● DATA EXCERPTS
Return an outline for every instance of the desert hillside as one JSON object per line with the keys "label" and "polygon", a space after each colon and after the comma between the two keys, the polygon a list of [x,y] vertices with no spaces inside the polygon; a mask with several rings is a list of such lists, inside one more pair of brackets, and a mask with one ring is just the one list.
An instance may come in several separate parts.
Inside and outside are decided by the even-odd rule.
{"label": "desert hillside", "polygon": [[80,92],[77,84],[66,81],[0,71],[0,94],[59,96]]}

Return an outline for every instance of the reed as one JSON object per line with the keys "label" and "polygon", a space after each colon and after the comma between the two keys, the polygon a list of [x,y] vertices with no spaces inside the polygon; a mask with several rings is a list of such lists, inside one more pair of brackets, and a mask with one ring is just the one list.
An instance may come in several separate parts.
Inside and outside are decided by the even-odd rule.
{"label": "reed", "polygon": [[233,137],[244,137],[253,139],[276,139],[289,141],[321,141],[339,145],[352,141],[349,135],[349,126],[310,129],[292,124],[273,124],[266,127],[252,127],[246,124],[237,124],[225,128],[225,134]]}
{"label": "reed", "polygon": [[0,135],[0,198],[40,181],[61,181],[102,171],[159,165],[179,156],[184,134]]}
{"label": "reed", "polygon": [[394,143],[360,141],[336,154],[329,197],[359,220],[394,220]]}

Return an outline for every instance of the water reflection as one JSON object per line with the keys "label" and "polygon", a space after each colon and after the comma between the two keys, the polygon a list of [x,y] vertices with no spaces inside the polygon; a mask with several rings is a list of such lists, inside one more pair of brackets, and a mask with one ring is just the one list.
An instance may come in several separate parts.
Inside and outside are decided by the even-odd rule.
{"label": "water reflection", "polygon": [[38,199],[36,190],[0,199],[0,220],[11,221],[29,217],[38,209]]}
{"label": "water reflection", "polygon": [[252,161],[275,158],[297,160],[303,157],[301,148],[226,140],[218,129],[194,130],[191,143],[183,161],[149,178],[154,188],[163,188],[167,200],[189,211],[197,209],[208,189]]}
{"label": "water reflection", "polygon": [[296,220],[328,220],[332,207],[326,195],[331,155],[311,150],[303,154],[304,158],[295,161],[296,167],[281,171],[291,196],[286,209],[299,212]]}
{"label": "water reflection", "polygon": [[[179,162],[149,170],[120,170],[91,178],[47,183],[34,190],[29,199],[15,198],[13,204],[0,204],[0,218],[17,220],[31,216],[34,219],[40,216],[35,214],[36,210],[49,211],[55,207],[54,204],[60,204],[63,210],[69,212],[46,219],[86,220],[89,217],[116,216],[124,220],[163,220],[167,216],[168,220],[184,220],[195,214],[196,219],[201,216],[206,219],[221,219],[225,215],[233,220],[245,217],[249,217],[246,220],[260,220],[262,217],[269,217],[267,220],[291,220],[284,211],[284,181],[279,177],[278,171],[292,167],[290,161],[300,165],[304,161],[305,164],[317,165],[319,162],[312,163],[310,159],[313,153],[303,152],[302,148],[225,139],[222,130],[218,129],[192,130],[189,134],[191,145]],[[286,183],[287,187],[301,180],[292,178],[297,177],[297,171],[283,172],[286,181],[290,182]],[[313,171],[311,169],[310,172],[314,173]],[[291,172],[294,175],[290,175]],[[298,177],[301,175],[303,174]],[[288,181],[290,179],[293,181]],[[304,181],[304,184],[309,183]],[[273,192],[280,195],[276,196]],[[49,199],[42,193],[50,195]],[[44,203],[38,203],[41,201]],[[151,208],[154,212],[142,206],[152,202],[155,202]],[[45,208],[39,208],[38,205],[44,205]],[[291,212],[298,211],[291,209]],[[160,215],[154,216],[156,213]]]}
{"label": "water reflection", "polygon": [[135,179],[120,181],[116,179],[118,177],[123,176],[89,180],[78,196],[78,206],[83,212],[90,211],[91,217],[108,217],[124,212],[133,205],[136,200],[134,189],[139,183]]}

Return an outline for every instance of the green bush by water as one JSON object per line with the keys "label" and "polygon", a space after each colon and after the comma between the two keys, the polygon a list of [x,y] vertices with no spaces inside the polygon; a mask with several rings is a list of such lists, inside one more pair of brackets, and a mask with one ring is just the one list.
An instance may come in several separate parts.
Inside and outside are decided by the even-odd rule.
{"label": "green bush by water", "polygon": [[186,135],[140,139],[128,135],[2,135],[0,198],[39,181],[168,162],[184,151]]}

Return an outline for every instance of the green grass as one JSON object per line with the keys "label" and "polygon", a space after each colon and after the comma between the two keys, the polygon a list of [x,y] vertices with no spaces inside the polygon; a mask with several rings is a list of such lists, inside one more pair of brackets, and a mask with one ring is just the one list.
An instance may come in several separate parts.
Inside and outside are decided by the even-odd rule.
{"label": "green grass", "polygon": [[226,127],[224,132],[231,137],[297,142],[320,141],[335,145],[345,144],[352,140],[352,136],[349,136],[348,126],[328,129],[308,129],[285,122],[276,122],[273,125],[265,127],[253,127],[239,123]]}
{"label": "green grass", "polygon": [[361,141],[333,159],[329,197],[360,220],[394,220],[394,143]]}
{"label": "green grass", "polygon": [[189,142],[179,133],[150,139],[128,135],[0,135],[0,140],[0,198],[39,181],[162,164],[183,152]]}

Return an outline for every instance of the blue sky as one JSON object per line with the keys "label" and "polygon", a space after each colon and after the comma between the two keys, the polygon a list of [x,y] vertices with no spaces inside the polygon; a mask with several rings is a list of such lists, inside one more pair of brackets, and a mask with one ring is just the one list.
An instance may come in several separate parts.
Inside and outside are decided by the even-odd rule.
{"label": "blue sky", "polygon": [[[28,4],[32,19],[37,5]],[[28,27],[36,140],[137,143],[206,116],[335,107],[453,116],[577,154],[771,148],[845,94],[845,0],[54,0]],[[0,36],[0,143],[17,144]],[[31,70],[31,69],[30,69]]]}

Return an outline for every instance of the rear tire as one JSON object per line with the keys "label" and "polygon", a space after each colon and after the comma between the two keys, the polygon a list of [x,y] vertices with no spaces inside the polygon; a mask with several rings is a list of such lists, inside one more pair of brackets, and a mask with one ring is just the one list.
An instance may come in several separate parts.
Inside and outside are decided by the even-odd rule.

● INSTRUCTIONS TO FOLLOW
Copy every line of the records above exactly.

● EXERCISE ANSWER
Return an outline for every instance of the desert hillside as one JSON object per line with the keys "label" and "polygon", a space after each colon and after the comma between the two keys, the polygon a list of [x,y] vertices with no spaces inside the polygon; a mask with several rings is a list of such lists, inside one more pair of brackets, and a mask with one ring is just the one list.
An instance may come in several separate parts.
Inside and outside are decided by the even-odd rule.
{"label": "desert hillside", "polygon": [[80,92],[77,84],[66,81],[0,71],[0,94],[59,96]]}

Return an outline for every instance of the reed as one JSON object per line with the keys "label" and "polygon", a space after each colon and after the comma between the two keys, the polygon a list of [x,y] vertices with no spaces inside the polygon; a mask with several rings is a list of such lists, inside one more pair of brackets, and a mask with one ring is just the one list.
An instance may come in several separate parts.
Inside and outside are decided by the even-odd rule.
{"label": "reed", "polygon": [[233,137],[244,137],[253,139],[276,139],[289,141],[321,141],[339,145],[352,141],[349,135],[349,126],[310,129],[292,124],[273,124],[266,127],[252,127],[246,124],[237,124],[225,128],[225,134]]}
{"label": "reed", "polygon": [[0,135],[0,198],[40,181],[61,181],[102,171],[159,165],[179,156],[184,134]]}
{"label": "reed", "polygon": [[394,143],[360,141],[336,154],[329,197],[359,220],[394,220]]}

Return an outline for every instance of the water reflection as one JSON object per line with the keys "label" and "polygon", a space after each colon and after the comma between the two keys, the polygon a list of [x,y] vertices with no spaces inside the polygon; a mask with several rings is a list of such lists, inside one more pair of brackets, and a mask with one ring is just the one list.
An instance may come in several separate parts.
Inside and outside are decided by the even-odd rule.
{"label": "water reflection", "polygon": [[38,199],[36,190],[0,199],[0,220],[11,221],[29,217],[38,209]]}
{"label": "water reflection", "polygon": [[252,161],[275,158],[297,160],[303,157],[301,148],[226,140],[218,129],[194,130],[191,143],[183,161],[149,178],[154,188],[163,188],[167,200],[189,211],[197,209],[208,189]]}
{"label": "water reflection", "polygon": [[296,220],[328,220],[332,207],[326,195],[331,155],[311,150],[303,154],[304,158],[295,161],[296,167],[281,171],[291,196],[286,209],[299,212]]}
{"label": "water reflection", "polygon": [[[179,162],[149,170],[120,170],[91,178],[47,183],[34,190],[29,199],[15,198],[13,204],[0,204],[0,218],[17,220],[31,216],[34,219],[40,216],[35,214],[36,210],[49,211],[55,207],[54,204],[60,204],[63,210],[69,212],[46,219],[86,220],[89,217],[116,216],[124,220],[163,220],[167,216],[168,220],[184,220],[195,214],[196,219],[201,216],[206,219],[221,219],[225,215],[233,220],[245,217],[249,217],[246,220],[260,220],[262,217],[269,217],[267,220],[291,220],[284,211],[284,181],[279,177],[278,171],[292,167],[290,161],[300,165],[304,161],[305,164],[317,165],[319,162],[312,163],[310,159],[313,153],[303,152],[302,148],[225,139],[222,130],[218,129],[192,130],[189,134],[191,145]],[[286,183],[287,187],[301,180],[292,178],[297,177],[297,171],[283,172],[286,181],[290,182]],[[313,171],[311,169],[310,172],[314,173]],[[291,172],[294,175],[290,175]],[[298,177],[301,175],[303,174]],[[288,181],[290,179],[293,181]],[[304,181],[304,184],[309,183]],[[273,192],[280,195],[276,196]],[[49,199],[42,193],[50,195]],[[44,203],[38,203],[41,201]],[[151,208],[154,212],[142,206],[152,202],[155,202]],[[45,208],[39,208],[38,205],[44,205]],[[291,212],[298,211],[291,209]],[[160,215],[154,216],[156,213]]]}
{"label": "water reflection", "polygon": [[135,179],[120,181],[116,179],[118,177],[123,176],[89,180],[78,196],[78,206],[83,212],[90,211],[91,217],[108,217],[124,212],[133,205],[136,200],[134,189],[139,183]]}

Return an outline for every instance of the green bush by water as one JSON object per line with the keys "label" and "polygon", a space after each colon and after the comma between the two keys, the polygon a list of [x,y] vertices with no spaces inside the polygon; a mask with several rings is a list of such lists, inside one more pair of brackets, and a mask with one ring is just the one list.
An instance may come in several separate parts.
Inside and outside are decided by the even-odd rule.
{"label": "green bush by water", "polygon": [[186,135],[140,139],[128,135],[2,135],[0,198],[39,181],[168,162],[184,151]]}

Return an outline for every instance of the green grass as one JSON object per line with the keys "label" and "polygon", a space after each colon and after the comma between the two keys, the polygon a list of [x,y] vertices with no spaces inside the polygon; a mask with several rings is a list of such lists, inside one more pair of brackets, and a mask with one ring is just the one list.
An instance may come in several separate parts.
Inside and outside are decided by the even-odd rule.
{"label": "green grass", "polygon": [[226,127],[224,132],[231,137],[297,142],[320,141],[335,145],[345,144],[352,140],[352,136],[349,136],[348,126],[328,129],[308,129],[285,122],[276,122],[273,125],[265,127],[253,127],[239,123]]}
{"label": "green grass", "polygon": [[361,141],[333,159],[329,197],[360,220],[394,220],[394,143]]}
{"label": "green grass", "polygon": [[189,142],[179,133],[150,139],[128,135],[0,135],[0,140],[0,198],[39,181],[162,164],[183,152]]}

Return an outline for every instance of the blue sky as one JSON object per line with the keys "label" and "polygon", a space after each colon and after the comma between the two keys, the polygon a list of [x,y] vertices with no spaces inside the polygon; a mask with several rings is a list of such lists, inside one more pair of brackets, and a mask with one ring is just the one list.
An instance may come in several separate parts.
Inside and outside are decided by the even-odd rule.
{"label": "blue sky", "polygon": [[[28,4],[32,19],[37,5]],[[28,27],[36,140],[137,143],[206,116],[335,107],[453,116],[577,154],[771,148],[845,94],[845,0],[54,0]],[[0,36],[0,143],[17,144]],[[31,70],[31,69],[30,69]]]}

Return an outline for every instance of the rear tire as one JSON object per line with the keys "label" and "polygon", a space after each colon and after the comma between the two keys, the polygon a list of [x,y] vertices with no spaces inside the polygon; a mask with several rings is a list of such lists, inside one more pair of brackets, and a mask with one ring is just the one list.
An instance may come in several separate parts.
Inside and outside are decided by the even-odd rule.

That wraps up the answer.